• ASSIGNMENT
Copy out the lines of the items as a numbered list, starting with the first line and ending with the line that contains "box: [353, 165, 367, 194]", both included. Skip any blank lines.

• DATA SUPPLIED
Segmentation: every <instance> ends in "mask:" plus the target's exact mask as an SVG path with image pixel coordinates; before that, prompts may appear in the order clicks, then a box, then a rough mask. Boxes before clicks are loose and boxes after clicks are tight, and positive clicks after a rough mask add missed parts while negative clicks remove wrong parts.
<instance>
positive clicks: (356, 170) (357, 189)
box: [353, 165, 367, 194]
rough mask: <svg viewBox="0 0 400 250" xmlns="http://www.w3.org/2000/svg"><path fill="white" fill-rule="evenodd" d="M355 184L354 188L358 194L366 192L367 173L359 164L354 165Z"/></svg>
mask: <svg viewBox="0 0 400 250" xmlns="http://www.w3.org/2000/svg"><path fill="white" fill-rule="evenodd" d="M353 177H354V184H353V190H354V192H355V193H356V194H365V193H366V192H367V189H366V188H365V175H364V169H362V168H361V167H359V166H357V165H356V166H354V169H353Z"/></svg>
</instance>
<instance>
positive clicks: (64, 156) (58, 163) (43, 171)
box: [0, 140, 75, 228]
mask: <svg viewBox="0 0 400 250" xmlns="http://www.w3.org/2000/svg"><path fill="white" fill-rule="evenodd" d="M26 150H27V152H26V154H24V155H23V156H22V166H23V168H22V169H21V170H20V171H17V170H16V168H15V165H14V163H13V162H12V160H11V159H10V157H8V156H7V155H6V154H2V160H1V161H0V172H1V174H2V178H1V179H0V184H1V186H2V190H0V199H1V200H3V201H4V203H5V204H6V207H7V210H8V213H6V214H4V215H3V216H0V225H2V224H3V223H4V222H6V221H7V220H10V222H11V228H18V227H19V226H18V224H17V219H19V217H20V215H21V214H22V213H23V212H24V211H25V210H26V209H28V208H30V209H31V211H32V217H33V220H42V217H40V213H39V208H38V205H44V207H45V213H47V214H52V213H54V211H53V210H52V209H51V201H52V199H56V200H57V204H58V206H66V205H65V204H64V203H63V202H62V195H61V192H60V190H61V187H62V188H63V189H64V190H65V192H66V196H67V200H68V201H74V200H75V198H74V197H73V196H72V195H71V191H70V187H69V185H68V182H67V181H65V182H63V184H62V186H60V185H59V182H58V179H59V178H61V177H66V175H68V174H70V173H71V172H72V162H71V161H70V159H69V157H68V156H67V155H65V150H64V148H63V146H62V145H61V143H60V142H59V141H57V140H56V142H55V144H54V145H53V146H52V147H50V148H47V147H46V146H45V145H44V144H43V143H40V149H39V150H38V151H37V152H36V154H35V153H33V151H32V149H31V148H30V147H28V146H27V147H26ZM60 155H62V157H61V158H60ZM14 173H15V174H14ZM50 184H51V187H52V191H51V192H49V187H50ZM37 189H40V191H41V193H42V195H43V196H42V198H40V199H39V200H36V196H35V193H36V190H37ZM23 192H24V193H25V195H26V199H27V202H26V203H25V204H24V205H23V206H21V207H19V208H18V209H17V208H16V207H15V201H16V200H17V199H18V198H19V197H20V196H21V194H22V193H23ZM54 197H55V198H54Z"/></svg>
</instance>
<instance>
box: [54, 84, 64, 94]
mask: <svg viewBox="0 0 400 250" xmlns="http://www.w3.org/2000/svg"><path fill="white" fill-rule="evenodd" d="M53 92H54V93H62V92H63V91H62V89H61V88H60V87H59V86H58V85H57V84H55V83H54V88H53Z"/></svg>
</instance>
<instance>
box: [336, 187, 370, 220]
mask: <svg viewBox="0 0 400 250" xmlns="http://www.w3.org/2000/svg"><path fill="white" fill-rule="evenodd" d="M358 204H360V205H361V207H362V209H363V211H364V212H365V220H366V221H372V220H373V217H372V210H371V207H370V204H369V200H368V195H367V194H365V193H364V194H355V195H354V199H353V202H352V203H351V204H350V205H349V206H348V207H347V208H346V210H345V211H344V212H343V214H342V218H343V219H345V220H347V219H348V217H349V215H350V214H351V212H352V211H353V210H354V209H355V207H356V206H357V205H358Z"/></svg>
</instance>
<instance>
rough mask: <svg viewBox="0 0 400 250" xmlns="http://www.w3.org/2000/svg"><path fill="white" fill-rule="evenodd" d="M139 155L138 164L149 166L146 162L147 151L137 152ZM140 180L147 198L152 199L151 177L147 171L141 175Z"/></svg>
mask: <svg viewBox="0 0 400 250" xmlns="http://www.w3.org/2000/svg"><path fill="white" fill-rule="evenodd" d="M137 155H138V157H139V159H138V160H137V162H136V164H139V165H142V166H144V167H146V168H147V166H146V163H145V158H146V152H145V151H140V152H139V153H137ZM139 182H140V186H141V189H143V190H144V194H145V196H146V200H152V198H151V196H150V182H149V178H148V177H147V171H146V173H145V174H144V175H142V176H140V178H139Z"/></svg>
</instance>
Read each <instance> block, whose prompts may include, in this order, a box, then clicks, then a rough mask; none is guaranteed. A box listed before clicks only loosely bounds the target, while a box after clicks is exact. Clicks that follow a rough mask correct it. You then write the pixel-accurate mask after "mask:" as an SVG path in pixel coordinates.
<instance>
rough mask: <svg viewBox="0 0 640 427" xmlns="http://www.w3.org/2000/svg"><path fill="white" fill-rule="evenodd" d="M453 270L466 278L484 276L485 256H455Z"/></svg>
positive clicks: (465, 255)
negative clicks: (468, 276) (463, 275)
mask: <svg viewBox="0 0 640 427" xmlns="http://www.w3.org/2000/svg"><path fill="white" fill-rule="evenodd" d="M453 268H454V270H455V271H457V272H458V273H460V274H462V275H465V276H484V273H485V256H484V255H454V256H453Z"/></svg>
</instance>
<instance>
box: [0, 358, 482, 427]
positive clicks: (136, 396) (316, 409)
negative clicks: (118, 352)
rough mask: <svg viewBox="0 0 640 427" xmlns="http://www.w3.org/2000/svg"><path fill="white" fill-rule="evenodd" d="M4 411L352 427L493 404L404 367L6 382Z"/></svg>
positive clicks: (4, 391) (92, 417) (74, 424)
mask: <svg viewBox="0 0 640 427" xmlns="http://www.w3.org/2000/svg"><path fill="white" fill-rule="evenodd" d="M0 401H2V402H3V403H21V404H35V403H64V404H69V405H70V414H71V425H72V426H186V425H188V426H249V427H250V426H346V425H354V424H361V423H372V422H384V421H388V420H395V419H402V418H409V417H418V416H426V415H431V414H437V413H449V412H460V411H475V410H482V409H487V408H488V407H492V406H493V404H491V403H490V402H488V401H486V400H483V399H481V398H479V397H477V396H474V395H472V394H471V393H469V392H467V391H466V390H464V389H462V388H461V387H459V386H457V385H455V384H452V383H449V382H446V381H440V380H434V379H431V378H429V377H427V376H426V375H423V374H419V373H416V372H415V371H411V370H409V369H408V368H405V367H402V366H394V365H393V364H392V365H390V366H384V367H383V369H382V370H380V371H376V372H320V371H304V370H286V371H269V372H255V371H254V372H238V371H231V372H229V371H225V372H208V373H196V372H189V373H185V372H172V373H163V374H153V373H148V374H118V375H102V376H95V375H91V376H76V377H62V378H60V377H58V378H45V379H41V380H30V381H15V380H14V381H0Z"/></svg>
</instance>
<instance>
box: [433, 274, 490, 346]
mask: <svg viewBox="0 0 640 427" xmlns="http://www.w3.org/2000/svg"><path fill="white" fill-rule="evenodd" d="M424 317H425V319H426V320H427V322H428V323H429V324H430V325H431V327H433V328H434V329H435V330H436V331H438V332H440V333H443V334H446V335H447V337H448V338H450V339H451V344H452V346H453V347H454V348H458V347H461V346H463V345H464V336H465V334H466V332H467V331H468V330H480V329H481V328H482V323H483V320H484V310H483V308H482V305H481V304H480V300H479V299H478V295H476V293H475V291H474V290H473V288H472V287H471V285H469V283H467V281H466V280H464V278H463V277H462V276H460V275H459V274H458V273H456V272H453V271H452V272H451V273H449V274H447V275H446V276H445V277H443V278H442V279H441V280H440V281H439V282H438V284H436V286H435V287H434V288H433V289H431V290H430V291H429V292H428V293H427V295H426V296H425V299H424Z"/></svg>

• SOLUTION TO THIS PROBLEM
1. Segmentation: every <instance> ends in "mask:" plus the target's exact mask as an SVG path with image pixel coordinates; before that, prompts may appear in the order clicks, then a box, then a rough mask. Boxes before clicks are loose and boxes after clicks are tight, and positive clicks after a rough mask add missed parts while negative clicks remove wrong parts.
2. <instance>
3. positive clicks: (356, 170) (357, 189)
4. box: [353, 165, 367, 194]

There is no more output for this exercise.